Tarefa: No texto sobre a PEC Emergencial, como fica o trecho de "Responsabilidade fiscal e" até "caminho da ponderação." se você mudar "lassidão fiscal" para "frouxidão fiscal"?

Texto fornecido:
####
O
caminho é resolver a emergência e avançar a sério no debate fiscal. Não no
tapetão
O
debate sobre a Proposta de Emenda à Constituição n.º 186, a PEC Emergencial,
ressurgiu em meio à urgência de um novo programa de auxílio social. A
vinculação do programa a reformas fiscais constitucionais não é uma boa
estratégia, mas é possível endereçar as duas questões tempestivamente.
Responsabilidade fiscal e sensibilidade social andam de mãos dadas.
É
preocupante que pareça ser necessário bater na responsabilidade fiscal para
obter legitimidade na defesa de um gasto social urgente. Ou você banca o durão
e defende a ideia de que só será possível pagar R$ 250 a famílias que estão à
míngua se houver compensações ou abraça a lassidão fiscal. É preferível o
caminho da ponderação.
####
Dados armazenados:
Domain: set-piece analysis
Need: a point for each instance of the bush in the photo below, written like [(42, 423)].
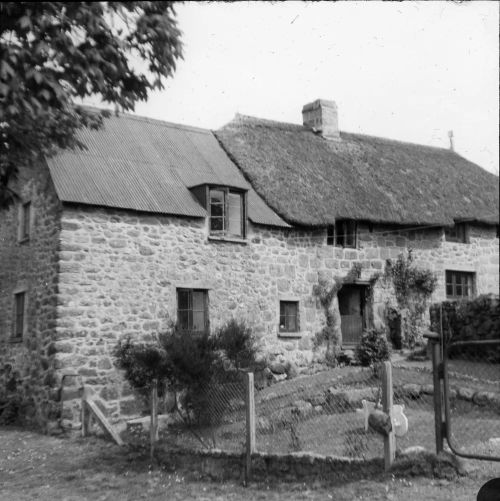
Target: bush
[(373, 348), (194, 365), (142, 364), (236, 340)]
####
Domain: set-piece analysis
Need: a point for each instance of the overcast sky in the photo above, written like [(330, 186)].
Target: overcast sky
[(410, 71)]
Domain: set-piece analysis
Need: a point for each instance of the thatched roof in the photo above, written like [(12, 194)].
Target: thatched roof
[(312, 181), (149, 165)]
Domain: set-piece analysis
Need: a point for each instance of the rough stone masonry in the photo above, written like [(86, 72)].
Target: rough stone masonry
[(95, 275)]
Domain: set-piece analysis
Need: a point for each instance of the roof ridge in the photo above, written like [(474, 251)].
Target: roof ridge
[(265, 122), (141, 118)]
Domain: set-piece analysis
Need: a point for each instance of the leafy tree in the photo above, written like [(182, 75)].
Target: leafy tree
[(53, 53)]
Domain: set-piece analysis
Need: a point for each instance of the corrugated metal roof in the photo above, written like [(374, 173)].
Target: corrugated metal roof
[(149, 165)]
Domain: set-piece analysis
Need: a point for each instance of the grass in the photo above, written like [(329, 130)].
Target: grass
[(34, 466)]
####
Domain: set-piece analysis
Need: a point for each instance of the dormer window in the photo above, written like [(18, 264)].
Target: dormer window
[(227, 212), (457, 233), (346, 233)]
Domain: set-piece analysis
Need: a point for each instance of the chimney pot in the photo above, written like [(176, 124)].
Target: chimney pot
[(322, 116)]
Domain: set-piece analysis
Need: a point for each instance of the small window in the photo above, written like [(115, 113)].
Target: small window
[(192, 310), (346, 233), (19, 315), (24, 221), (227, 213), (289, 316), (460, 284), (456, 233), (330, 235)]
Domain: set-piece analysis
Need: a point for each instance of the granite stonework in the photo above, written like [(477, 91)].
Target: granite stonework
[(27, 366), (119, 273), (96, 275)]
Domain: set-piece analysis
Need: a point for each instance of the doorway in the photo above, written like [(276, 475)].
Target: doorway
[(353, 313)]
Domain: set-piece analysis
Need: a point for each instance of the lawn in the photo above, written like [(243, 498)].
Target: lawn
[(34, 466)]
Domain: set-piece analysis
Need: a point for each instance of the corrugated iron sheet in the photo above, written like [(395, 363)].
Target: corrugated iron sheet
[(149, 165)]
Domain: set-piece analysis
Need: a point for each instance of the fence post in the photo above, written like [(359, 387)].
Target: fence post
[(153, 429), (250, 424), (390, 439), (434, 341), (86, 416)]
####
Problema resolvido:
Responsabilidade fiscal e sensibilidade social andam de mãos dadas.
É
preocupante que pareça ser necessário bater na responsabilidade fiscal para
obter legitimidade na defesa de um gasto social urgente. Ou você banca o durão
e defende a ideia de que só será possível pagar R$ 250 a famílias que estão à
míngua se houver compensações ou abraça a frouxidão fiscal. É preferível o
caminho da ponderação.